What is required:
Collect all lines below with the string "plant".

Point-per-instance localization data
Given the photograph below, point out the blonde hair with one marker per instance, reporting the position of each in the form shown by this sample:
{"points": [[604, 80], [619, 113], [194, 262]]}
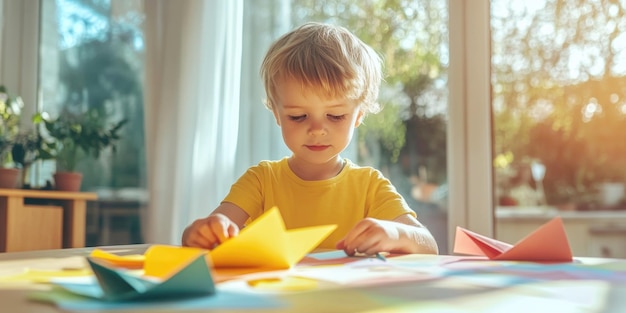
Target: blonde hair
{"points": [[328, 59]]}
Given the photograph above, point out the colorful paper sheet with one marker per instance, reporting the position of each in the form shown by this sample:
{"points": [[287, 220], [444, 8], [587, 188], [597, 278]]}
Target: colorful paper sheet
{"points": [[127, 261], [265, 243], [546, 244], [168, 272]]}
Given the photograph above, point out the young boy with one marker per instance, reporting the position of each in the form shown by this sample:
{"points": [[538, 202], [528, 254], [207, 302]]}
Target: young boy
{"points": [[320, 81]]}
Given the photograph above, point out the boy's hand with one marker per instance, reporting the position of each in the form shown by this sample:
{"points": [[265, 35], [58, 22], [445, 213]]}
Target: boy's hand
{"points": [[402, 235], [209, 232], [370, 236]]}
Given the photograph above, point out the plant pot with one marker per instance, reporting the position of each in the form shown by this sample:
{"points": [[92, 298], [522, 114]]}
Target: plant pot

==

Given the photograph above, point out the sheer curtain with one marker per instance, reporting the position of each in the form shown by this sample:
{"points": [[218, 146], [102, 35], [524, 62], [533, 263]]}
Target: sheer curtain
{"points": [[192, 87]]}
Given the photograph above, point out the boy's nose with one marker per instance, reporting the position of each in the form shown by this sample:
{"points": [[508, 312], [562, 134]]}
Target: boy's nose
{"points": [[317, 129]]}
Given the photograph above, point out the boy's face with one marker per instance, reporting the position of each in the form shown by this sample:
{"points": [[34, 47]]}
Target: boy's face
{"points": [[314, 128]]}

Answer for this exercise:
Given the photograph above, point out the plant pot with one marker per instance, reporting the position of each in the form shown by this sample:
Target: plant pot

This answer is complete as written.